■ What is expected
Will you write out all the entries below exactly?

** Start Available data **

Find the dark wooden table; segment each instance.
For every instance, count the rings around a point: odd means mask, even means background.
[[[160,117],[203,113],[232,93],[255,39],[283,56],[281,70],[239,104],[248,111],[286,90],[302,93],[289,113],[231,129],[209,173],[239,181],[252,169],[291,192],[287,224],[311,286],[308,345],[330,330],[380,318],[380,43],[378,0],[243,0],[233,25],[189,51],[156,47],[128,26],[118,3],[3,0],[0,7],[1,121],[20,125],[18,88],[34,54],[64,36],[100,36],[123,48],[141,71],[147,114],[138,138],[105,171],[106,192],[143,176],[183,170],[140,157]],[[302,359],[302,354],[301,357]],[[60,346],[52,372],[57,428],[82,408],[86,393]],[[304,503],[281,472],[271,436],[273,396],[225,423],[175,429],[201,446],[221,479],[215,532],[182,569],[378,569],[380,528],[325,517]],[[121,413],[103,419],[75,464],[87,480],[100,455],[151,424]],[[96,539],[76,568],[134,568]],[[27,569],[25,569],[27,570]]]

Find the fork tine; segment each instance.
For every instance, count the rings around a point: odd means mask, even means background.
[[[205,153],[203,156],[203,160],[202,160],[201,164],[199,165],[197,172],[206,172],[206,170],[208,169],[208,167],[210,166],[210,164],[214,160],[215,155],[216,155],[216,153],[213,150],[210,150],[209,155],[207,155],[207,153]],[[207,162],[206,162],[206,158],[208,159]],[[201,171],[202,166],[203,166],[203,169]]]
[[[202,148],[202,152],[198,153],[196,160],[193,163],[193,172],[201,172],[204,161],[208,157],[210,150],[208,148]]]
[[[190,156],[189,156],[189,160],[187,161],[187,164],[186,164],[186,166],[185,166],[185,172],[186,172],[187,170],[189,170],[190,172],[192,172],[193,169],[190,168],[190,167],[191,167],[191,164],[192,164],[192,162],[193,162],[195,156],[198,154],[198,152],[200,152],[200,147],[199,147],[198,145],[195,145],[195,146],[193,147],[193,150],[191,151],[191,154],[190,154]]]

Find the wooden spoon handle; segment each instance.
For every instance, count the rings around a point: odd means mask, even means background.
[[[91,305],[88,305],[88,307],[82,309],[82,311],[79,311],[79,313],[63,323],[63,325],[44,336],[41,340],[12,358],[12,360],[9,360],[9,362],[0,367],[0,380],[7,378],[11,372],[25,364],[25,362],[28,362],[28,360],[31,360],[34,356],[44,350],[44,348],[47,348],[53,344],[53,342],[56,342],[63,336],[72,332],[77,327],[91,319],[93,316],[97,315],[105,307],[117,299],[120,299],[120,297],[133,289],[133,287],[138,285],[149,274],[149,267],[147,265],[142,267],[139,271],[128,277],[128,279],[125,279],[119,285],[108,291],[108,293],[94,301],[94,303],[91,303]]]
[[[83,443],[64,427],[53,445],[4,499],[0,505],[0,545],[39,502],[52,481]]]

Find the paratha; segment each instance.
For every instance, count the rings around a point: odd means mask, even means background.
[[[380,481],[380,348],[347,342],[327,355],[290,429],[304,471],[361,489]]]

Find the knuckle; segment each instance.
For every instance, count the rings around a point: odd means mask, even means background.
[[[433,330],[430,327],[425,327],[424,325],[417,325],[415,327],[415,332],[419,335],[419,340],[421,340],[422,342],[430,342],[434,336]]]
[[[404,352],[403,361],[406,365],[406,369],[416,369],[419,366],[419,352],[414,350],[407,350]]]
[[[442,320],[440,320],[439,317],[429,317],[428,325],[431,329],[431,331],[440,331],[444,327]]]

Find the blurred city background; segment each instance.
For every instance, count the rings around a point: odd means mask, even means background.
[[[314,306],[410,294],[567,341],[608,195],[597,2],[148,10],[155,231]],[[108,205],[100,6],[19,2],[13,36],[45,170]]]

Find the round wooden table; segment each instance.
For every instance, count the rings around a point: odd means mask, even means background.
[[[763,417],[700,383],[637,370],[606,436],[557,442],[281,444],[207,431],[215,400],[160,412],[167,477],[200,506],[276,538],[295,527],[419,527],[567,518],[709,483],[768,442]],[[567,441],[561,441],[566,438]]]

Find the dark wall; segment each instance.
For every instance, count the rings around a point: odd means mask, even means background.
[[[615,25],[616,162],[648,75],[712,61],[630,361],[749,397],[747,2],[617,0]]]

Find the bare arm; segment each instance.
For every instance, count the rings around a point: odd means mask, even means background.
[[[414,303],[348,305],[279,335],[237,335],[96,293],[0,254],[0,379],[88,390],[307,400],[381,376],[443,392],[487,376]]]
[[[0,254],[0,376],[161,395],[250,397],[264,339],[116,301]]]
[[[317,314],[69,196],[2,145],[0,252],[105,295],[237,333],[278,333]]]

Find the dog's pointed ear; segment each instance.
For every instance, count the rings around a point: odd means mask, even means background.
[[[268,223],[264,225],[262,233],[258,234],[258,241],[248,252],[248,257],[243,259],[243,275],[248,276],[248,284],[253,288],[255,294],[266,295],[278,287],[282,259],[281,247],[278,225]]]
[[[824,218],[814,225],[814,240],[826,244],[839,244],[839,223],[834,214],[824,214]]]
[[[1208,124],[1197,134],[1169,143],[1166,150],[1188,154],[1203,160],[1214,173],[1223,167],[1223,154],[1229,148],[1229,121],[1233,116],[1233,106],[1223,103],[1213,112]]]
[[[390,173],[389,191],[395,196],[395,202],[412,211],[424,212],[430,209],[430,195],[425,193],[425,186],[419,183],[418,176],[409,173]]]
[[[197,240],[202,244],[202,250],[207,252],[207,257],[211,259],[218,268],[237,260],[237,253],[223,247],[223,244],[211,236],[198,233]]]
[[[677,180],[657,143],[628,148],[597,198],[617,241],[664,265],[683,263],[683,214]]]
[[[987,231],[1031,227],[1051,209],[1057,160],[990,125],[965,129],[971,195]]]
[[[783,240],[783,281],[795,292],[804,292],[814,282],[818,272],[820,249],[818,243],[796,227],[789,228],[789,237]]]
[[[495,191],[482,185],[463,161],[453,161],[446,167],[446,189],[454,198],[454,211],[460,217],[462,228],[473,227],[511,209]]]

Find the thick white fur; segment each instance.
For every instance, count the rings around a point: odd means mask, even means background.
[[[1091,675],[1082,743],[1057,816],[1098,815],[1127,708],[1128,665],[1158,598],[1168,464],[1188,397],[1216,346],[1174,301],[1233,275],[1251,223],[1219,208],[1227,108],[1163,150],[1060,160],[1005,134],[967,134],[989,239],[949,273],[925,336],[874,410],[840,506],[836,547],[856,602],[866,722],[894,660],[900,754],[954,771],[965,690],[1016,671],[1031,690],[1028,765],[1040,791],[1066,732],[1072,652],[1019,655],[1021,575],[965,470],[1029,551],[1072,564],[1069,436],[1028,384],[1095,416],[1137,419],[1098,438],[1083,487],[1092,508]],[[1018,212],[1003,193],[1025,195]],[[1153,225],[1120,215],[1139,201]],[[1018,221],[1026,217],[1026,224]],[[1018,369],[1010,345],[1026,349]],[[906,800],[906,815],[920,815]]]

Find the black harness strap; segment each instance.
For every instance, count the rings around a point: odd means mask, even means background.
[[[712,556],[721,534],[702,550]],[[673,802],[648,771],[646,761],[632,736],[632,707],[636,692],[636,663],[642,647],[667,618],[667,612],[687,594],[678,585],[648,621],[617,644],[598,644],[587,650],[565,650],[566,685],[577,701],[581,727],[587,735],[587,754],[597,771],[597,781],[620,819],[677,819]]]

** End Available data **

■ Exercise solution
Find the dark wooden table; segment each instance.
For every instance, count the rings around a point: odd means mask, even means background.
[[[160,117],[203,113],[232,93],[255,39],[283,56],[281,70],[239,104],[248,111],[286,90],[302,93],[289,113],[231,129],[209,173],[239,181],[252,169],[291,192],[287,224],[311,286],[308,345],[330,330],[380,318],[380,43],[378,0],[243,0],[233,25],[189,51],[156,47],[128,26],[118,3],[3,0],[0,7],[1,121],[20,125],[18,88],[34,54],[64,36],[100,36],[123,48],[141,71],[147,114],[138,138],[105,171],[106,192],[143,176],[183,170],[140,157]],[[302,359],[302,354],[301,357]],[[60,346],[52,372],[57,428],[82,408],[86,393]],[[304,503],[281,472],[271,436],[273,396],[225,423],[175,429],[201,446],[221,479],[215,532],[182,569],[378,569],[380,528],[325,517]],[[121,413],[103,419],[75,464],[87,480],[100,455],[151,424]],[[96,539],[76,568],[134,568]],[[27,569],[25,569],[27,570]]]

Find the fork tine; segment each instance.
For every instance, count the rings around a point: odd means mask, even means background.
[[[205,153],[203,156],[203,160],[202,160],[201,164],[199,165],[197,172],[206,172],[206,170],[208,169],[208,167],[210,166],[210,164],[214,160],[215,155],[216,155],[216,153],[213,150],[210,150],[209,155],[207,155],[207,153]],[[207,162],[206,162],[206,158],[208,159]],[[201,171],[202,166],[203,166],[203,169]]]
[[[202,148],[202,152],[198,153],[196,160],[193,163],[193,172],[201,172],[204,161],[208,157],[210,150],[208,148]]]
[[[190,156],[189,156],[189,160],[187,161],[187,164],[186,164],[186,166],[185,166],[185,172],[186,172],[187,170],[189,170],[190,172],[192,172],[193,169],[190,168],[190,167],[191,167],[191,164],[192,164],[192,162],[193,162],[195,156],[198,154],[198,152],[200,152],[200,147],[199,147],[198,145],[195,145],[195,146],[193,147],[193,150],[191,151],[191,154],[190,154]]]

Find the wooden spoon handle; segment each instance.
For every instance, count the rings around a point: odd means mask, even means background.
[[[91,305],[88,305],[88,307],[82,309],[82,311],[79,311],[79,313],[63,323],[63,325],[44,336],[41,340],[12,358],[12,360],[9,360],[9,362],[0,367],[0,380],[7,378],[11,372],[25,364],[25,362],[28,362],[28,360],[31,360],[34,356],[44,350],[44,348],[47,348],[53,344],[53,342],[56,342],[63,336],[72,332],[77,327],[91,319],[93,316],[97,315],[105,307],[117,299],[120,299],[120,297],[133,289],[133,287],[138,285],[149,274],[149,267],[147,265],[142,267],[139,271],[128,277],[128,279],[125,279],[119,285],[108,291],[108,293],[94,301],[94,303],[91,303]]]
[[[83,443],[64,427],[53,445],[4,499],[0,505],[0,545],[39,502],[52,481]]]

Find the paratha; segment each instance.
For every instance, count the rings around a point: odd means mask, even means background.
[[[380,481],[380,348],[347,342],[327,355],[290,429],[304,471],[361,489]]]

Find the knuckle; segment each instance.
For every instance, count the rings around a point: odd means mask, even means background.
[[[433,330],[430,327],[425,327],[424,325],[417,325],[415,327],[415,332],[419,335],[419,340],[421,340],[422,342],[430,342],[434,336]]]
[[[404,352],[403,361],[406,365],[406,369],[416,369],[419,366],[419,352],[414,350],[407,350]]]
[[[442,320],[440,320],[439,317],[429,317],[428,325],[431,329],[431,331],[440,331],[444,327]]]

Find the blurred city background; segment each instance.
For every instance, count the rings around a point: odd means mask, even means background.
[[[314,306],[410,294],[567,341],[608,195],[597,2],[148,10],[155,231]],[[108,205],[100,6],[19,2],[13,36],[45,170]]]

Find the round wooden table; segment each instance.
For every instance, count the rings around a point: odd means mask, even means background.
[[[763,417],[700,383],[637,370],[606,436],[557,442],[281,444],[207,431],[215,400],[160,412],[167,477],[200,506],[276,538],[295,527],[419,527],[567,518],[709,483],[768,442]],[[567,441],[561,441],[566,438]]]

Find the dark wall; segment each instance.
For every instance, count the rings around a point: odd means mask, even means background.
[[[615,25],[616,162],[648,75],[712,61],[630,361],[749,397],[747,2],[617,0]]]

Find the bare arm; segment each instance.
For every instance, count the rings around a point: odd means mask, even means background.
[[[414,303],[348,305],[279,335],[237,335],[96,293],[0,254],[0,379],[88,390],[307,400],[381,376],[443,392],[487,376]]]
[[[0,254],[0,376],[161,395],[250,397],[264,339],[116,301]]]
[[[317,314],[69,196],[2,145],[0,252],[105,295],[237,333],[278,333]]]

Find the dog's pointed ear; segment each instance.
For every instance, count the rings around a point: odd means mask, even means background.
[[[268,223],[264,225],[262,233],[258,234],[258,241],[248,252],[248,257],[243,259],[243,275],[248,276],[248,284],[253,288],[255,294],[266,295],[278,287],[282,259],[281,247],[278,225]]]
[[[824,218],[814,225],[814,240],[826,244],[839,244],[839,223],[834,214],[824,214]]]
[[[1208,124],[1197,134],[1169,143],[1166,150],[1188,154],[1203,160],[1214,173],[1223,167],[1223,154],[1229,148],[1229,121],[1233,116],[1233,106],[1223,103],[1213,112]]]
[[[390,173],[389,191],[395,196],[395,202],[412,211],[424,212],[430,209],[430,195],[425,193],[425,186],[419,183],[418,176],[409,173]]]
[[[197,240],[202,244],[202,250],[207,252],[207,257],[211,259],[218,268],[237,260],[237,253],[223,247],[223,244],[211,236],[198,233]]]
[[[677,180],[657,143],[628,148],[597,198],[617,241],[664,265],[683,263],[683,214]]]
[[[987,231],[1031,227],[1051,209],[1057,160],[990,125],[965,129],[971,195]]]
[[[783,240],[783,281],[795,292],[804,292],[814,282],[818,272],[820,249],[818,243],[796,227],[789,228],[789,237]]]
[[[495,191],[482,185],[463,161],[453,161],[446,167],[446,189],[454,198],[454,211],[460,217],[462,228],[473,227],[511,209]]]

Find the thick white fur; segment each instance.
For every instance, count the rings around a point: odd means mask, even means background.
[[[1091,675],[1082,743],[1057,816],[1098,815],[1127,708],[1128,665],[1158,598],[1168,464],[1188,397],[1216,346],[1174,301],[1233,275],[1251,223],[1219,208],[1227,108],[1163,150],[1060,160],[1005,134],[967,134],[989,239],[949,273],[925,336],[874,410],[840,506],[836,547],[856,602],[866,722],[894,660],[900,754],[954,771],[965,690],[1016,671],[1031,690],[1028,765],[1040,791],[1066,732],[1072,652],[1019,655],[1021,575],[965,470],[1029,551],[1072,564],[1069,436],[1028,384],[1095,416],[1137,419],[1098,438],[1083,487],[1092,508]],[[1018,212],[1003,193],[1025,195]],[[1153,225],[1120,215],[1139,201]],[[1018,221],[1026,217],[1026,224]],[[1018,369],[1010,345],[1026,349]],[[906,800],[906,815],[920,815]]]

Find the black harness strap; segment each instance.
For every instance, count the rings around a point: odd means mask, even means background.
[[[712,556],[721,534],[702,550]],[[673,802],[648,771],[646,761],[632,736],[632,707],[636,692],[636,663],[642,647],[667,618],[667,612],[687,594],[678,585],[648,621],[617,644],[598,644],[587,650],[565,650],[566,685],[577,701],[581,727],[587,735],[587,754],[597,771],[597,781],[620,819],[677,819]]]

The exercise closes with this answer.